• EXERCISE PASSAGE:
****************

Johns Hopkins Center for Health Equity, Kampala, Uganda, 2019
The Johns Hopkins Center for Health Equity conducts research studies that explore approaches to addressing health disparities, trains medical providers in addressing health disparities, and collaborates with global and local communities who are affected by health disparities.

PURPOSE
The Johns Hopkins Center for Health Equity received grant funding to develop a toolkit for measuring the effectiveness of academic and community partnerships within Community Advisory Boards located in Kampala, Uganda and Baltimore, Maryland. The Center wanted community members themselves to design the toolkit so that it would be useful to CABs long into the future.
When I joined the team to facilitate the human centered design process, I shared with my partners at the Center that the most effective HCD processes are open to pursuing whatever problem definition and approach the community identifies for themselves. The Center demonstrated their trust in the HCD process and their commitment to being community led by moving forward with the HCD process with a willingness to accept that CAB members might identify something other than an evaluation tool as their priority need.
PROCESS
Along with my partner Nancy Molello, I facilitated a group of about 30 community members and academic researchers who are all a part of Community Advisory Boards (CABs) in Kampala, Uganda and Baltimore, Maryland. I led the group through the entire human centered design process over the course of a 2-day, practice-based training in Kampala. Knowing that there tends to be a large differential between the decision making power of academic partners compared to the decision making power of community partners within a CAB, I carefully created a training agenda that prioritized the perspectives of community members.
Following the training, prototyping teams tested and iterated their low-fidelity prototypes within their respective CABs.
OUTCOME
The training cohort developed three different prototypes which focus on improving community engagement, democratizing budgeting and work planning, and training CAB members for equitable collaboration. These prototypes will be combined, tested, and implemented across CABs in both Kampala, Uganda and Baltimore, Maryland.
Many community members and academic researchers shared that learning the HCD process had a significant impact on how they will approach their work into the future.

****************

[Natural-language object grounding data]
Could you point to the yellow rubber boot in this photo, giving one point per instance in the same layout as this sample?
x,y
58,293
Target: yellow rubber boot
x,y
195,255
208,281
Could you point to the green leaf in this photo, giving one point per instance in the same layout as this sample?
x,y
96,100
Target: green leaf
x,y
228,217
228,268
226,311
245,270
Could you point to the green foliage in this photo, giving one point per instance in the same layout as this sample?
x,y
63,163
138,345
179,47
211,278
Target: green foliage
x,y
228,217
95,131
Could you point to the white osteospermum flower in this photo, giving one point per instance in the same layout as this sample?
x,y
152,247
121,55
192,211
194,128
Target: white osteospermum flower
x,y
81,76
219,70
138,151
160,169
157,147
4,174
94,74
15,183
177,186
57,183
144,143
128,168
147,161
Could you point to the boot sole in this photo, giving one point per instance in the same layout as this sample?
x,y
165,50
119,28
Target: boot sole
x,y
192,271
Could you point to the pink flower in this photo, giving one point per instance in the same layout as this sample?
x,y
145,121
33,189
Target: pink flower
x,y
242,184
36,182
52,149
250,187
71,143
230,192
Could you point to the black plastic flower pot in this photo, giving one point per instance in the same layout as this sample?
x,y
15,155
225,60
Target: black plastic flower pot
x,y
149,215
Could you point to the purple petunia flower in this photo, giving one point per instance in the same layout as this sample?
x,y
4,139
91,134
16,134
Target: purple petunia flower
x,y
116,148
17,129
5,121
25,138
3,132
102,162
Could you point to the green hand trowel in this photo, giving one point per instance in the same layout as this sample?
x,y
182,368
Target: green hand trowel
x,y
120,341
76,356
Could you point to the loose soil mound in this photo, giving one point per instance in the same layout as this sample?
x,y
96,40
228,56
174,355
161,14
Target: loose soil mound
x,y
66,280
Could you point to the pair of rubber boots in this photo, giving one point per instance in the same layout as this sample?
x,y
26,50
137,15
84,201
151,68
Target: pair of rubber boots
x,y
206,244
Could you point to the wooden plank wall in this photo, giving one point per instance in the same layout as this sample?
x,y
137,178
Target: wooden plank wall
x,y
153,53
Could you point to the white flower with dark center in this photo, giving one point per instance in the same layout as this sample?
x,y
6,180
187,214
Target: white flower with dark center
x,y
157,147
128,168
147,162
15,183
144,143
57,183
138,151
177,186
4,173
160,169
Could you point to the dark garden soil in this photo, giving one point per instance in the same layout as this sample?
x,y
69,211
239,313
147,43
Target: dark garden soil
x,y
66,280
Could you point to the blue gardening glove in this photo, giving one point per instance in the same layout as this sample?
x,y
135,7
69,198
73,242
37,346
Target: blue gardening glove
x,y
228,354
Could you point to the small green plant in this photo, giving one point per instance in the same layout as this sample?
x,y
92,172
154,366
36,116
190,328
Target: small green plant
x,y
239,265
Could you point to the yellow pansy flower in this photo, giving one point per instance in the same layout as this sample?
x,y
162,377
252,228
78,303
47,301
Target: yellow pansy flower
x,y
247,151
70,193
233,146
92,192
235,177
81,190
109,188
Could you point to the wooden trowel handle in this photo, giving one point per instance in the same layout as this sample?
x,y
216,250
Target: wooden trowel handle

****************

• TASKS:
a) In the account of the Kampala project, what were the focus areas of the prototypes developed by the training cohort?
b) Answer these questions about the account of the Kampala project:
(i) What did the Johns Hopkins Center for Health Equity receive grant funding to develop?
(ii) About how many community members and academic researchers made up the facilitated group?
(iii) How long was the practice-based training in Kampala?
The items have nothing to do with this exercise.

• OUTPUTS BY TASK:
a)
- Improving community engagement
- Democratizing budgeting and work planning
- Training CAB members for equitable collaboration

b)
(i) A toolkit for measuring the effectiveness of academic and community partnerships within Community Advisory Boards in Kampala, Uganda and Baltimore, Maryland
(ii) About 30
(iii) 2 days